◆ Exercise instructions:
Transcribe each of the entries exactly.

◆ Source material:
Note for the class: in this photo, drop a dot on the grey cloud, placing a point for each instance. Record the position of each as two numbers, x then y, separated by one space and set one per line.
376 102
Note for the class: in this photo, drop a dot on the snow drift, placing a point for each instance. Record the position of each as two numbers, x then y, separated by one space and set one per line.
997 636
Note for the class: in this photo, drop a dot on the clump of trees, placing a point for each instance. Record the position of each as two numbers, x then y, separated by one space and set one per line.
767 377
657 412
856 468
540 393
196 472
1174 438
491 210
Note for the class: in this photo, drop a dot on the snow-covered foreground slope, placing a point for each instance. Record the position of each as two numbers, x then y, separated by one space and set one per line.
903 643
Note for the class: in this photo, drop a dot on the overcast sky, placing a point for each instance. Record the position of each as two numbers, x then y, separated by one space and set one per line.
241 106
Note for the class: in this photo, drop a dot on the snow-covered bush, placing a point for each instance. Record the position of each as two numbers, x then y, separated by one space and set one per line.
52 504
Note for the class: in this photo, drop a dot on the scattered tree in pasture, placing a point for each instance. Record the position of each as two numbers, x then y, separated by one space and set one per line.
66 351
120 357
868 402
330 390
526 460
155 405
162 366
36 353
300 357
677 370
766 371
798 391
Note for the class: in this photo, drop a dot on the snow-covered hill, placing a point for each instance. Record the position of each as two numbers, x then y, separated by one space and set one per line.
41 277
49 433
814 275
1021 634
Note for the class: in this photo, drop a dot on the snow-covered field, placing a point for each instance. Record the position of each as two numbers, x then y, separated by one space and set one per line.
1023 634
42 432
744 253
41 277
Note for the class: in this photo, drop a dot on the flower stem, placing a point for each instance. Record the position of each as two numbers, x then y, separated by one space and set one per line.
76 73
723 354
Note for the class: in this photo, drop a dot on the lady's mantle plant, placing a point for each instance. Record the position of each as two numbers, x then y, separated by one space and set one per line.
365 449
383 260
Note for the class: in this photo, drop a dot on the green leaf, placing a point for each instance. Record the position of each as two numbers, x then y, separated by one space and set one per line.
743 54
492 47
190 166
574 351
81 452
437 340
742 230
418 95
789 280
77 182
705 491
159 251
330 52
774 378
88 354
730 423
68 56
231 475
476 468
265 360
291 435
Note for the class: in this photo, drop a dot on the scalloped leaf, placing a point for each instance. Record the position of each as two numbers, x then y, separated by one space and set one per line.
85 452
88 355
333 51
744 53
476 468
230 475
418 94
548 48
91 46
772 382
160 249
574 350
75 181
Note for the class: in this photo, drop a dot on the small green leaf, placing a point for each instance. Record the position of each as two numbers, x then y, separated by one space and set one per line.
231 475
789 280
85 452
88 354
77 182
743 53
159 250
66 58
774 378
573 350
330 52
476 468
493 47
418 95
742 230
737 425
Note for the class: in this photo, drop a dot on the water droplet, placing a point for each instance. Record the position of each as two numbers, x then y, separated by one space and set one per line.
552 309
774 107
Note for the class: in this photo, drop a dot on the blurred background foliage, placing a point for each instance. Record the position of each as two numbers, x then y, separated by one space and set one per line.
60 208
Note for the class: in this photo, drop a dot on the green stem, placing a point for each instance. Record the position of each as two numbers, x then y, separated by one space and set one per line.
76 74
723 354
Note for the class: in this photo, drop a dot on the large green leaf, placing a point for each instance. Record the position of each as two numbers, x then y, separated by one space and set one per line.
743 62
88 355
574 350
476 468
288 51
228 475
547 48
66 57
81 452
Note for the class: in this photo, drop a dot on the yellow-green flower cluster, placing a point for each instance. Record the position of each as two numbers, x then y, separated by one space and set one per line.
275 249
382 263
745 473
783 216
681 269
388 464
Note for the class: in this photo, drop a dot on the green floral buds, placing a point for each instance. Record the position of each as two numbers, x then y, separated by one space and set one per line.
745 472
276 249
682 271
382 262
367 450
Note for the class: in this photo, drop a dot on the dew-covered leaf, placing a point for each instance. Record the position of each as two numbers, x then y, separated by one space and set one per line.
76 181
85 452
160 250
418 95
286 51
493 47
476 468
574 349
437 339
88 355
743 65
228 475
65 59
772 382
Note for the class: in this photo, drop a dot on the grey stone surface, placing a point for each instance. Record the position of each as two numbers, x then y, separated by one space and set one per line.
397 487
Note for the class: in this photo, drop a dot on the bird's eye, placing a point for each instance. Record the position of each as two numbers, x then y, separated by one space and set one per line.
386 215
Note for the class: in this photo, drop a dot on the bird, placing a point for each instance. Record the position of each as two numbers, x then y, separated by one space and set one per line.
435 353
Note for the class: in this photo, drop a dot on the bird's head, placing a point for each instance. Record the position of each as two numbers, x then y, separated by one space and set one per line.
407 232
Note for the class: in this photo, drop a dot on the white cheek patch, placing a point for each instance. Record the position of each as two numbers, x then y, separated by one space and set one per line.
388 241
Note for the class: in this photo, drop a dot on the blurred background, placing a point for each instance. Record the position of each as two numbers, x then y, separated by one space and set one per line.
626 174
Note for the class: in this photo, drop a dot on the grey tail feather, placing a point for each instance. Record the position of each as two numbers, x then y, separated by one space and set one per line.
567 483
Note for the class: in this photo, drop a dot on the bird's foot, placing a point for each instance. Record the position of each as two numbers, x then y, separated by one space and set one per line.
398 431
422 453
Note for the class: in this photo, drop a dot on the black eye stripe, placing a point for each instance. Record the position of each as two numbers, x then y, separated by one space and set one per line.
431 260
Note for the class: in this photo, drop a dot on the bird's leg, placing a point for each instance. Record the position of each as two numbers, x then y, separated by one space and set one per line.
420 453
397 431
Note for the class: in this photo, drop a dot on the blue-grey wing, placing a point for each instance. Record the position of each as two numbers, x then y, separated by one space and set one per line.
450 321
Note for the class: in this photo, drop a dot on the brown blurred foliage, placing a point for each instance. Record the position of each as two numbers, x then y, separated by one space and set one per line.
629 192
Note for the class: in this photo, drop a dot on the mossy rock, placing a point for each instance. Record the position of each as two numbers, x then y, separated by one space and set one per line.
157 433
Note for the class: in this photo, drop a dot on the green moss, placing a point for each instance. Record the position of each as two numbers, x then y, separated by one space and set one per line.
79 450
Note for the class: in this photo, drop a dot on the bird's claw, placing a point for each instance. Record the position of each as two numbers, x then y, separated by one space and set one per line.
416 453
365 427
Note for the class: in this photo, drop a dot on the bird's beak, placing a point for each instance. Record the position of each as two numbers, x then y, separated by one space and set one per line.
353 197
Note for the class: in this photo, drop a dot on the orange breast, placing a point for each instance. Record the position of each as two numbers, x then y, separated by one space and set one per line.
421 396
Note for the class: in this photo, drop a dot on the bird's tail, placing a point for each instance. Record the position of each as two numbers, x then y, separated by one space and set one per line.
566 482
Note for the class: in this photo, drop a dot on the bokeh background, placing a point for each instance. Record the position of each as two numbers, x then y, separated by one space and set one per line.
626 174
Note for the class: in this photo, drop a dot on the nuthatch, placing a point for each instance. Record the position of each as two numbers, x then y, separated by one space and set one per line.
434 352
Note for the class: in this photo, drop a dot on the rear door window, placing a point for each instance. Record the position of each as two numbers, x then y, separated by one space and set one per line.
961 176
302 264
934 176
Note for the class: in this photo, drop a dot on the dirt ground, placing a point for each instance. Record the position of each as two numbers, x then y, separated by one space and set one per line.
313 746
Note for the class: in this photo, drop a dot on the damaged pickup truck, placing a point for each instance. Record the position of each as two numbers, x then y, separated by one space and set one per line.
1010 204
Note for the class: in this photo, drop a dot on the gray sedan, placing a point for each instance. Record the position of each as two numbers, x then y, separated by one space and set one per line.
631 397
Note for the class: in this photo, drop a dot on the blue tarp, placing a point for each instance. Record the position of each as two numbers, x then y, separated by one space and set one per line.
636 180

◆ Solution for this exercise:
Note for the class: in this photo, drop a dot on the grey cloud, placing a point for each instance. Record the position of each as two numbers, x then y, separated by one space and set one per line.
376 102
Note for the class: in this photo, drop a dot on the snow drift, placing a point for each instance. Record the position of each as two numbers, x then y, separated by one space and set one per line.
997 636
Note for the class: in this photo, drop a dot on the clump of trees, placing a point for each instance. Record the position of each as two numbers, x then y, separated by one space and set one per line.
767 377
657 412
856 468
540 393
196 472
1174 438
491 210
Note for the class: in this photo, drop a dot on the snow-covered foreground slope, placing a point for each instance. Record the position of each as two numbers, x then y, separated by one space and set one per line.
903 643
Note for the class: in this photo, drop a dot on the overcast sky, placing a point for each instance. Record the position of each as two numbers, x then y, separated by one space and set one per line.
241 106
Note for the class: in this photo, drop a dot on the snow-covered bush, placing a point for each instance. Record the position of each as two numbers, x then y, separated by one space and set one per line.
52 504
Note for the class: in this photo, drop a dot on the scattered tree in pasture, placing a point for each instance. Record the position of each as two numbers, x then y, separated by one space and set one per line.
66 351
120 357
868 402
330 390
526 460
155 405
162 366
36 353
300 357
677 370
766 371
798 391
Note for the class: in this photo, drop a dot on the snow-covered hill, placing a point for each instance. Record the position of each as two numbers, x then y, separated by one space and set one per line.
41 277
49 433
814 275
1021 634
Note for the class: in this photo, drop a dot on the snow-covered field, placing a point for each instance. Record the position of each as two numbers, x then y, separated by one space and set one per line.
1023 634
42 432
744 253
41 277
Note for the class: in this photo, drop a dot on the flower stem, placing a point for each instance. Record the position of each as two numbers, x then y, separated by one space and set one per line.
76 73
723 354
Note for the class: in this photo, drop a dot on the lady's mantle plant, placing a point for each instance. Record the position of each as two numbers, x then y, separated by one space and set one per line.
365 449
383 260
Note for the class: in this photo, drop a dot on the green leaf, placing a point for each instance. Record the position of each as two numbers, x then y, separated by one space and set one per line.
743 54
492 47
190 166
574 351
81 452
437 340
742 230
418 95
789 280
77 182
705 491
159 251
330 52
774 378
88 354
730 423
68 56
231 475
476 468
265 360
291 435
Note for the class: in this photo, drop a dot on the scalloped leaf, placing a point for each instance. Record the position of each as two numbers, x then y, separated by one space and set one per line.
85 452
88 355
333 51
744 53
476 468
230 475
418 94
548 48
91 46
772 382
160 249
574 350
75 181
Note for the class: in this photo, drop a dot on the small green leaf, placing a point for each instance. Record the position of each as two numbers, x then y, separated by one space and set one per line.
231 475
789 280
85 452
88 354
77 182
743 53
159 250
66 58
774 378
573 350
330 52
476 468
493 47
418 95
742 230
737 425
Note for the class: in this photo, drop a dot on the water droplet, placing a point for each instance. Record the position of each as two numbers, x then y, separated by one space and set one per line.
552 309
774 107
Note for the class: in this photo, drop a dot on the blurred background foliage, placing a point for each instance. Record the position of each as two numbers, x then y, separated by one space and set one per line.
60 208
Note for the class: in this photo, drop a dot on the green stem, placing a point for each instance. Record the position of each as two numbers, x then y, separated by one space and set one per line.
76 74
723 354
Note for the class: in this photo, drop a dot on the large green leaf, placing a point for each instance. Record the position of each as two numbers, x then y, separated by one space and set one per line.
743 62
88 355
574 350
476 468
288 51
228 475
547 48
66 57
81 452
Note for the class: in this photo, drop a dot on the yellow-green flower cluster, placing a point for each instance. Record the position of each as two numbers, x then y, separated by one space and set one per line.
275 249
382 263
745 473
783 216
681 269
388 464
Note for the class: in this photo, drop a dot on the green floral buds, placing a point for each instance. Record the position of each as two numbers, x then y, separated by one space and set one per line.
745 472
276 249
682 271
382 262
367 450
Note for the class: in this photo, drop a dot on the dew-covered leaf, placing a point for each instance. Record the position of each as two numbers, x then y, separated by one space and set one per line.
76 181
85 452
160 250
418 95
286 51
493 47
476 468
574 349
437 339
88 355
743 65
228 475
65 59
772 382
Note for the class: in this photo, drop a dot on the grey stone surface, placing a point for each instance. Record the position of each as two numbers, x then y, separated by one space and set one per line.
397 487
Note for the class: in this photo, drop a dot on the bird's eye, placing a point for each instance. Record the position of each as two numbers, x then y, separated by one space and set one per line.
386 215
Note for the class: in this photo, drop a dot on the bird, placing a point for each instance. Record the position of each as two numbers, x then y, separated by one space and set one per line.
435 353
Note for the class: in this photo, drop a dot on the bird's head, placing a point for each instance. Record the position of each as two numbers, x then y, separated by one space and set one per line.
407 232
Note for the class: in this photo, drop a dot on the white cheek patch, placing a point for each instance. Record the position of each as two numbers, x then y, separated by one space and set one per line.
388 241
Note for the class: in this photo, drop a dot on the blurred background, placing a point for each instance. Record the position of each as two numbers, x then y, separated by one space and set one per line.
626 174
Note for the class: in this photo, drop a dot on the grey tail feather, placing a point for each instance. Record the position of each as two numbers, x then y, separated by one space and set one per line.
567 483
Note for the class: in this photo, drop a dot on the bird's foot, placing a point for each instance. Record the position of each as two numbers, x then y, separated by one space and set one per line.
398 431
422 453
Note for the class: in this photo, drop a dot on the black eye stripe, placing a point for each instance. Record the position of each as two numbers, x then y, separated by one space and set one per line.
431 260
Note for the class: in this photo, drop a dot on the bird's leg, placing a point for each instance. Record the position of each as two numbers, x then y, separated by one space and set one per line.
420 453
397 431
Note for the class: in this photo, drop a dot on the blue-grey wing, placing a point for each instance. Record the position of each as two numbers, x then y, separated by one space and set one per line.
450 321
Note for the class: in this photo, drop a dot on the brown blurred foliage, placing a point for each instance. Record the position of each as two numbers, x then y, separated by one space and set one per line.
629 192
Note for the class: in this photo, drop a dot on the mossy rock, placing a point for each instance. Record the position of each as two numbers, x then y, separated by one space and set one per line.
157 433
Note for the class: in this photo, drop a dot on the green moss, placing a point for each instance. Record the position of each as two numbers, x then y, separated by one space and set one per line.
79 450
Note for the class: in this photo, drop a dot on the bird's claw, placing a point for each instance. Record the position of each as two numbers, x then y, separated by one space and set one per line.
416 453
365 427
Note for the class: in this photo, drop a dot on the bird's beak, placing a point for each instance. Record the position of each as two numbers, x then y, separated by one space and set one per line.
353 197
Note for the class: in this photo, drop a dot on the orange breast, placing a point for each instance. Record the position of each as two numbers, x then y, separated by one space and set one per line.
421 396
Note for the class: in this photo, drop a dot on the bird's tail, placing a point for each instance. Record the position of each as two numbers, x then y, separated by one space and set one per line.
566 482
Note for the class: in this photo, drop a dot on the bokeh background, placing a point for each instance. Record the position of each as two numbers, x then y, separated by one space and set one per line.
626 174
Note for the class: in this photo, drop a dot on the nuthatch, placing a point for each instance. Record the position of each as two numbers, x then y, separated by one space and set one per line.
434 352
Note for the class: in this photo, drop a dot on the rear door window, placing a point for each instance. Record the position of each as two numbers, x then y, separated by one space and set one per line.
961 176
302 264
934 176
Note for the class: in this photo, drop a dot on the dirt ground, placing a point for each instance. Record the position of each as two numbers, x then y, separated by one space and set one per line.
313 746
Note for the class: in this photo, drop a dot on the damaged pickup truck, placing a point for each instance. Record the position of each as two numbers, x then y, separated by one space and set one per line.
1010 204
Note for the class: in this photo, drop a dot on the gray sedan, placing a point for each instance. Record the position of each as two numbers, x then y, separated by one space and set one per line.
631 397
Note for the class: in this photo, drop a dot on the blue tarp, placing a point for each instance. Record the position of each as two numbers, x then y, separated by one space and set one per line.
636 180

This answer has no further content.